▸ WRITTEN TASK:
Render the listing from the line containing "QA check: does the dark brown" through the line containing "[6,1,73,240]", both included, as a JSON list of strings with one string per line and no blank lines.

▸ LISTED ENTRIES:
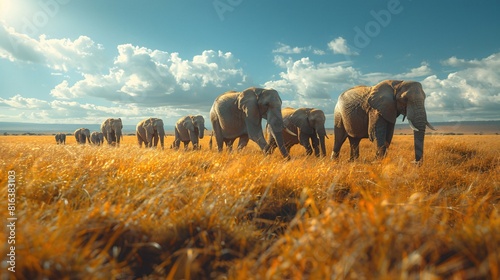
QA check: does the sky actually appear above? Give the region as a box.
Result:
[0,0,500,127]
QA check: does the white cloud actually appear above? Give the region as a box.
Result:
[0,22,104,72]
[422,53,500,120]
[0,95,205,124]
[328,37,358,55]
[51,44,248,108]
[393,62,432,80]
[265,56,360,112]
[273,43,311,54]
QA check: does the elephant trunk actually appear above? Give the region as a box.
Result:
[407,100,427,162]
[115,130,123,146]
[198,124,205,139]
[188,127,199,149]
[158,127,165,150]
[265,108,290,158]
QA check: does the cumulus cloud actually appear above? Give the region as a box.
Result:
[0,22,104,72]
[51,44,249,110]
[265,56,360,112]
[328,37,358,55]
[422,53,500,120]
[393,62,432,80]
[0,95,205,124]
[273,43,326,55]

---

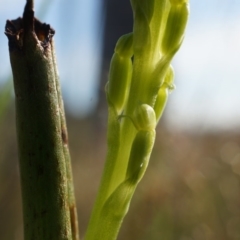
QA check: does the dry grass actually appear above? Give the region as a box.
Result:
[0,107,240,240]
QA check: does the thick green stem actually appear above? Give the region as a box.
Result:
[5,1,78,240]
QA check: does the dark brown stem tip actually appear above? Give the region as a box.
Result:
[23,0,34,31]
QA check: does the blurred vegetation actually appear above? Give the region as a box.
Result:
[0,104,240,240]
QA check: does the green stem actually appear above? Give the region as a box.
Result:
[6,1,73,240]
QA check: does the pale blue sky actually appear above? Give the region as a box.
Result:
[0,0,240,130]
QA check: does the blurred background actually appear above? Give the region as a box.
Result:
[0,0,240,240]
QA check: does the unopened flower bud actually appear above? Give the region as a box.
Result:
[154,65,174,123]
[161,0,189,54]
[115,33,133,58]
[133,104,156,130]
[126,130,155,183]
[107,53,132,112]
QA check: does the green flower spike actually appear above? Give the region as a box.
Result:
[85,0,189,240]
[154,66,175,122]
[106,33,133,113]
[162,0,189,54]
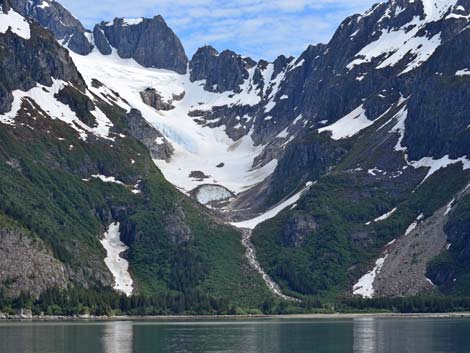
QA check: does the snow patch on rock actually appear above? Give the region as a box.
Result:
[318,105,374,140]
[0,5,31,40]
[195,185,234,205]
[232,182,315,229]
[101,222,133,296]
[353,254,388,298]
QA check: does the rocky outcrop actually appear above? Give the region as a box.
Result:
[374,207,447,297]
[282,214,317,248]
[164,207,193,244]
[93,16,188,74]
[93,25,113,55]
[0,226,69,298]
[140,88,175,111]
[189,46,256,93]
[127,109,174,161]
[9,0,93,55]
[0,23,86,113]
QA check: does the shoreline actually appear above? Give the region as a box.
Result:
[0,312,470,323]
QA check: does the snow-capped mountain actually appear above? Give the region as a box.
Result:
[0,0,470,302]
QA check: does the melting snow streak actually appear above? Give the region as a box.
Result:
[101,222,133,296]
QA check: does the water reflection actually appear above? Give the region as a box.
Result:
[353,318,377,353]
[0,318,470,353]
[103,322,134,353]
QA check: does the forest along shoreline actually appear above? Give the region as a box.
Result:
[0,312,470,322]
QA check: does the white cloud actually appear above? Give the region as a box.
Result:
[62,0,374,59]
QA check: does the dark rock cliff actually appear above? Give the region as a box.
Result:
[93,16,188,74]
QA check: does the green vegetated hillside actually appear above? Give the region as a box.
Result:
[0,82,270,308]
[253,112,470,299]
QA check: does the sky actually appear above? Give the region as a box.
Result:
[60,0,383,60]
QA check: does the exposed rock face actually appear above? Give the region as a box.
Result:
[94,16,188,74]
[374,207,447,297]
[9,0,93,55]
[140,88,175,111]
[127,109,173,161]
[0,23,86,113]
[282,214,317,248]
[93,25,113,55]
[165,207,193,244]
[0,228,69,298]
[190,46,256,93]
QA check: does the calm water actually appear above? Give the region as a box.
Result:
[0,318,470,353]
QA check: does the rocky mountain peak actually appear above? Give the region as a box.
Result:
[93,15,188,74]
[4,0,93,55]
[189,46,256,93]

▸ RESULT FOR THIS EXERCISE:
[
  "QA check: does the dark brown stem tip actually appear above? Give the region as a box.",
  "Result:",
  "[23,0,34,31]",
  "QA check: does the blurred vegetation actually appear above? Give the region as a box.",
  "Result:",
  "[0,104,240,240]",
  "QA check: does the green stem actually appear above? Give the region as a box.",
  "Result:",
  "[6,1,73,240]"
]